---- Working data
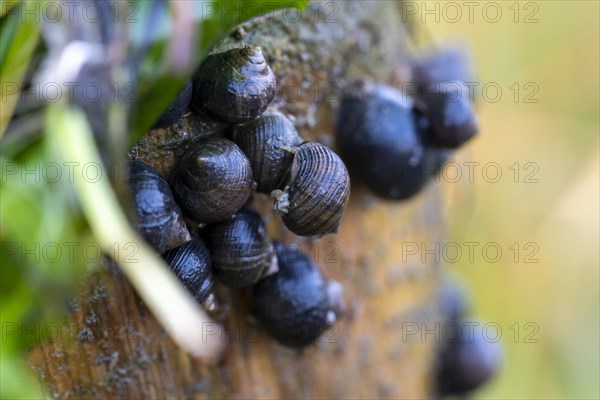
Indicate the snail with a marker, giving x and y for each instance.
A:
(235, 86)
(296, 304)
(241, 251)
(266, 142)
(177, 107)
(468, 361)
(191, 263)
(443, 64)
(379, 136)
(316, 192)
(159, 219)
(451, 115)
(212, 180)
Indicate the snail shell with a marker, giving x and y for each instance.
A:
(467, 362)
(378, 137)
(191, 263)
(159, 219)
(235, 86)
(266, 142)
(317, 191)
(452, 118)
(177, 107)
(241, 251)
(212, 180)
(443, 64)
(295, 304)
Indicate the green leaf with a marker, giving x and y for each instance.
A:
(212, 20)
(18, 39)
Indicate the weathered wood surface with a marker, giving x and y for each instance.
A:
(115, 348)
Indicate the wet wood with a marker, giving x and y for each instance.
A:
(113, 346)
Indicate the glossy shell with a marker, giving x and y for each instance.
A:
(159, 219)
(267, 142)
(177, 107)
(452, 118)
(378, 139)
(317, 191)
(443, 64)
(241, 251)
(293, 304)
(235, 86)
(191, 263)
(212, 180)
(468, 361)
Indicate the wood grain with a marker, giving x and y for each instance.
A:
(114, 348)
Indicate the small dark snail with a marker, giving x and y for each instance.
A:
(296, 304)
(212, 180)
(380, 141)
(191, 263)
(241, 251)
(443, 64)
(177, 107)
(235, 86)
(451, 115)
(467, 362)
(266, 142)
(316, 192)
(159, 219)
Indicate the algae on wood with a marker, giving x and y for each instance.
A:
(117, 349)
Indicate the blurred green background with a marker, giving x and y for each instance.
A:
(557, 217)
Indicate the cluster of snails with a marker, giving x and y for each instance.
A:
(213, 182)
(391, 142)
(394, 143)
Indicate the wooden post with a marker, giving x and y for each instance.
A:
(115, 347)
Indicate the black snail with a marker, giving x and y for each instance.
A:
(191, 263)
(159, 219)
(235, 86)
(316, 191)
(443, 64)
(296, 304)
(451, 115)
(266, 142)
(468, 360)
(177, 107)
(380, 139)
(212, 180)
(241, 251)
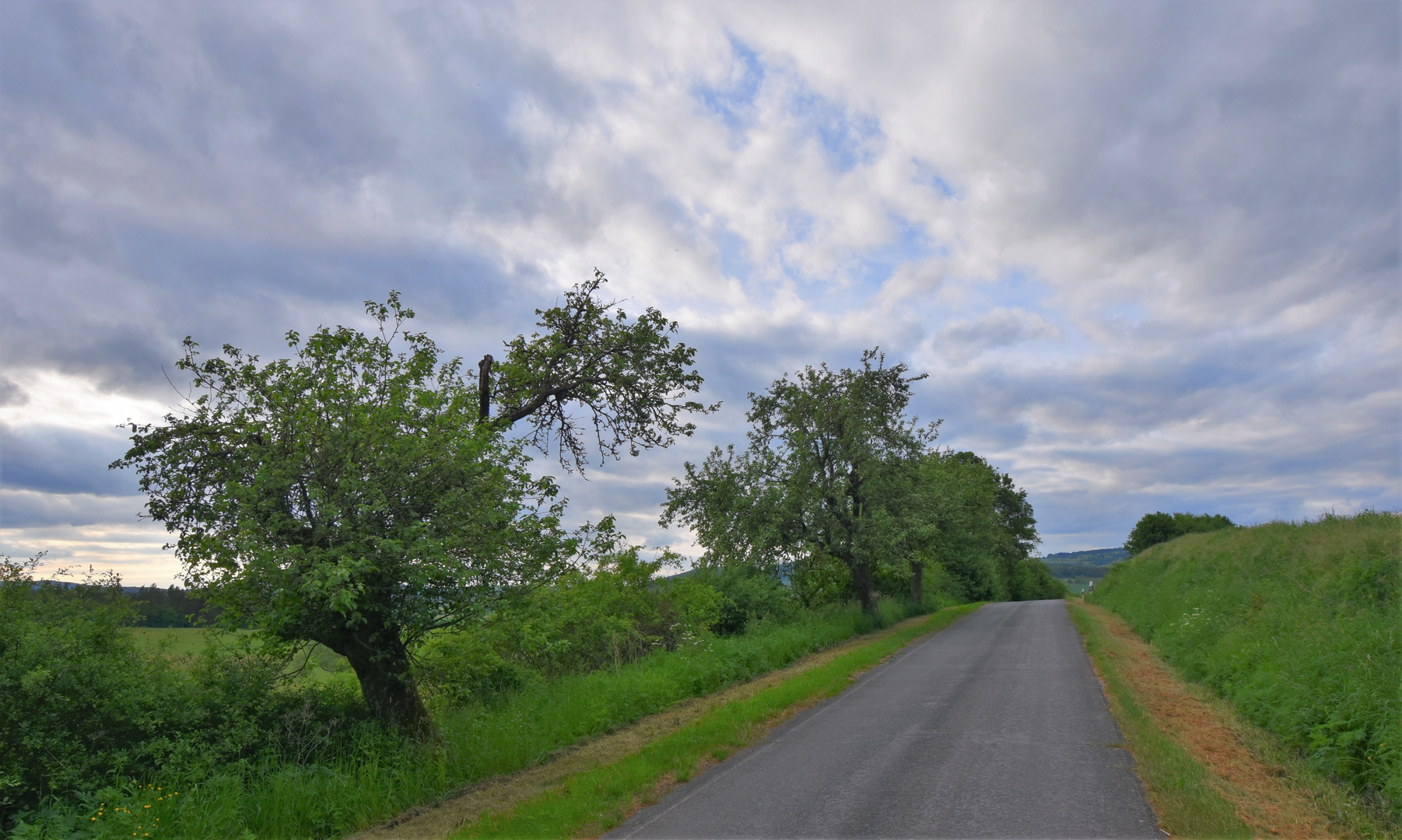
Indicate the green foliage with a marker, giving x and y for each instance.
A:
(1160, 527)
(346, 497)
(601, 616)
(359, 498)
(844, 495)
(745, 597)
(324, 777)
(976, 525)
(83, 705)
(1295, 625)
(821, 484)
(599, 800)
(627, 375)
--------
Task brief | Please return, exactly as written, the lines from the first line of the records above through the line containing "Indicate the snail shell", both included, leaving out any pictures.

Response to the task |
Indicate the snail with a marker, giving x and y for each instance.
A:
(235, 86)
(296, 304)
(241, 251)
(266, 142)
(177, 107)
(468, 361)
(191, 263)
(443, 64)
(379, 136)
(316, 192)
(159, 219)
(451, 115)
(212, 180)
Indicate the snail shell with a marker, giving x and y for each instance.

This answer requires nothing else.